Give the listing below again in full, exactly as written.
===
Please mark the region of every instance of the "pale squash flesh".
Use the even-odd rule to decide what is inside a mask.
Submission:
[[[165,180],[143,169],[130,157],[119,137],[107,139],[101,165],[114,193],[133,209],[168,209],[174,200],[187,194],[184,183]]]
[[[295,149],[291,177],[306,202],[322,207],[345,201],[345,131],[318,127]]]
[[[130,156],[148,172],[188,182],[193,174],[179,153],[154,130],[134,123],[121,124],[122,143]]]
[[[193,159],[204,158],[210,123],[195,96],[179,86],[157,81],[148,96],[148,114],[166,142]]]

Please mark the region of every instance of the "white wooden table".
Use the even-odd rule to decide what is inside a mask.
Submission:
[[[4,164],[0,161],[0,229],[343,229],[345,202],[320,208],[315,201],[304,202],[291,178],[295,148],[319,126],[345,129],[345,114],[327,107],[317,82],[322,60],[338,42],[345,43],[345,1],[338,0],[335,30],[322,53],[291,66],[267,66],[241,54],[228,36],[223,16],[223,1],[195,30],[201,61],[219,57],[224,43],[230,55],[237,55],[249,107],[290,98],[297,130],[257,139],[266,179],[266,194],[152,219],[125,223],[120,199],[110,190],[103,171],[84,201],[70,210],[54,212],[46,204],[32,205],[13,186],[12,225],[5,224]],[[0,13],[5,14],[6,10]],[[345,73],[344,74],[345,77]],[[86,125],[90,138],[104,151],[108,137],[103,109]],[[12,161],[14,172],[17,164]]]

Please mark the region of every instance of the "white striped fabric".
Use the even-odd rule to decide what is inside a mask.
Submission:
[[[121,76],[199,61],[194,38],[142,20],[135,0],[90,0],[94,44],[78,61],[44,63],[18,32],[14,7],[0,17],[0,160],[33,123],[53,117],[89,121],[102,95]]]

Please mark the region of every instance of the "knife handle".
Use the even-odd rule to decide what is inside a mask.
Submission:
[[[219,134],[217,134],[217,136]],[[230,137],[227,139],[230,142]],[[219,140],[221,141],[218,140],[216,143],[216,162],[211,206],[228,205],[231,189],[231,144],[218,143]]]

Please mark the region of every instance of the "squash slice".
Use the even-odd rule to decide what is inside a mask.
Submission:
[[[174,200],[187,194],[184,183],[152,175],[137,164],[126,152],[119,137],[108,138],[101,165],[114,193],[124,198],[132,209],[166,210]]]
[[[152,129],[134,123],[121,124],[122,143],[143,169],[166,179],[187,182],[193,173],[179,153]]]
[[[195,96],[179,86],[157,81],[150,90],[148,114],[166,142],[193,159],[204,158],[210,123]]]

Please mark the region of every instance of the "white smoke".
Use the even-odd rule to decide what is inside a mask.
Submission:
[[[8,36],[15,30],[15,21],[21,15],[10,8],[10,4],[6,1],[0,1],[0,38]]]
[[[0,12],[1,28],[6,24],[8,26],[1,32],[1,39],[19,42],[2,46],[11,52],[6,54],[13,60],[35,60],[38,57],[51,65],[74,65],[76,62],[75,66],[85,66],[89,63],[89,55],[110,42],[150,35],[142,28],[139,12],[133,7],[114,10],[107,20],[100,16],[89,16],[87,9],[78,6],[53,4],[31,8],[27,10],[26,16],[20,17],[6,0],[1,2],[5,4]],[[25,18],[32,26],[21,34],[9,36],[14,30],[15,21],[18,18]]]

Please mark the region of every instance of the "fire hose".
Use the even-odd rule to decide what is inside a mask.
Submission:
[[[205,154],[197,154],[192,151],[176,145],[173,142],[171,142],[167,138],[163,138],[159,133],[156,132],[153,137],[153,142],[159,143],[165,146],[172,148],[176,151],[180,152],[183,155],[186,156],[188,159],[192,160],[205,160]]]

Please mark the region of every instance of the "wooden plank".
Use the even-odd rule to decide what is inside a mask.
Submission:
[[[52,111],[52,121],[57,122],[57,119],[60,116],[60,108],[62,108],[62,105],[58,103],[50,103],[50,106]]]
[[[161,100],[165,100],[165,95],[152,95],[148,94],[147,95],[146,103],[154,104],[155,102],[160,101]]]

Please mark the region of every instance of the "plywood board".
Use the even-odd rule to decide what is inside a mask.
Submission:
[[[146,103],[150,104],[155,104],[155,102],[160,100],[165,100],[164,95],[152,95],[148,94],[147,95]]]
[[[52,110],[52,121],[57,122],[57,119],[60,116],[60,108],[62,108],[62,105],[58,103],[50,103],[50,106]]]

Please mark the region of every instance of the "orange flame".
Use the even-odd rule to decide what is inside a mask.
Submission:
===
**Exercise response:**
Please mark the region of every instance of the "pale squash flesh".
Use the even-odd rule to decide what is inside a mask.
Submission:
[[[165,180],[143,169],[130,157],[119,137],[107,139],[101,165],[114,193],[133,209],[168,209],[174,200],[187,194],[184,183]]]
[[[295,149],[291,177],[306,202],[322,207],[345,201],[345,131],[318,127]]]
[[[130,156],[148,172],[188,182],[193,174],[179,153],[154,130],[134,123],[121,124],[122,143]]]
[[[193,159],[204,158],[210,123],[195,96],[179,86],[157,81],[148,96],[148,114],[166,142]]]

Please mark the region of every instance of the "white wooden table".
Use the even-odd rule to decide what is inside a mask.
Submission:
[[[4,164],[0,161],[0,229],[343,229],[345,202],[320,208],[315,201],[304,202],[291,178],[295,148],[319,126],[345,129],[345,114],[327,107],[317,82],[322,60],[338,42],[345,43],[345,1],[338,0],[335,30],[322,53],[291,66],[267,66],[241,54],[228,36],[223,16],[223,1],[195,30],[201,61],[219,57],[224,43],[230,55],[237,55],[249,107],[290,98],[297,130],[257,139],[266,179],[266,194],[152,219],[125,223],[120,199],[110,190],[103,171],[84,201],[70,210],[54,212],[46,204],[32,205],[13,186],[12,225],[5,224]],[[0,13],[5,14],[6,10]],[[345,73],[344,74],[345,77]],[[86,125],[90,138],[104,151],[108,137],[103,109]],[[12,161],[14,172],[17,164]]]

Please mark the region of every instance of the "white striped fabric".
Use the even-odd rule to decide what is inside a mask.
Submission:
[[[121,76],[199,61],[194,38],[142,20],[135,0],[90,0],[94,44],[78,61],[44,63],[18,32],[14,7],[0,17],[0,160],[33,123],[53,117],[89,121],[102,95]]]

Please mark the region of every instance of the "knife handle".
Use the even-odd rule to decide what is inside a mask.
Submission:
[[[219,134],[217,134],[217,136]],[[230,137],[227,139],[230,142]],[[219,140],[221,141],[218,140],[216,143],[216,162],[211,206],[228,205],[231,189],[231,144],[218,143]]]

Please mark the region of every instance of the "squash slice".
Use the even-odd rule to decide what is inside a mask.
Submission:
[[[174,200],[187,194],[184,183],[152,175],[137,164],[126,152],[119,137],[108,138],[101,165],[114,193],[124,198],[132,209],[166,210]]]
[[[152,129],[134,123],[121,124],[122,143],[143,169],[166,179],[187,182],[193,173],[179,153]]]
[[[195,96],[179,86],[157,81],[150,90],[148,114],[166,142],[193,159],[204,158],[210,123]]]

Please mark the region of every instance of the "white smoke".
Use the even-odd rule to decide what is inside a mask.
Submission:
[[[8,36],[15,30],[15,21],[21,15],[10,8],[10,4],[6,1],[0,1],[0,38]]]
[[[0,12],[1,28],[6,24],[8,26],[1,32],[1,39],[19,42],[2,46],[11,52],[6,54],[13,60],[35,60],[38,57],[51,65],[74,65],[76,62],[75,66],[85,66],[89,63],[89,55],[110,42],[150,35],[142,28],[139,12],[133,7],[114,10],[107,20],[100,16],[89,16],[87,9],[78,6],[53,4],[31,8],[27,10],[26,16],[20,17],[6,0],[1,2],[5,4]],[[25,18],[32,26],[21,34],[9,36],[14,30],[15,21],[18,18]]]

Please mark the region of every instance of the "fire hose".
Use the even-odd rule to decide what is inside a mask.
Submission:
[[[205,154],[197,154],[192,151],[176,145],[173,142],[171,142],[167,138],[163,138],[159,133],[156,132],[153,137],[153,142],[159,143],[165,146],[172,148],[176,151],[180,152],[183,155],[186,156],[188,159],[192,160],[205,160]]]

Please mark the region of every instance of the "wooden plank".
Use the even-odd rule to decide what is inside a mask.
Submission:
[[[52,111],[52,121],[57,122],[57,119],[60,116],[60,108],[62,108],[62,105],[58,103],[50,103],[50,106]]]
[[[161,100],[165,100],[165,95],[152,95],[148,94],[147,95],[146,103],[154,104],[155,102],[160,101]]]

Please mark the region of every instance of the "plywood board".
Use the even-odd rule to decide what is inside a mask.
Submission:
[[[146,103],[150,104],[155,104],[155,102],[160,100],[165,100],[164,95],[152,95],[148,94],[147,95]]]
[[[52,110],[52,121],[57,122],[57,119],[60,116],[60,108],[62,108],[62,105],[58,103],[50,103],[50,106]]]

Please mark the region of every instance of the "orange flame".
Use the even-odd rule to decide what is inside a mask.
Submission:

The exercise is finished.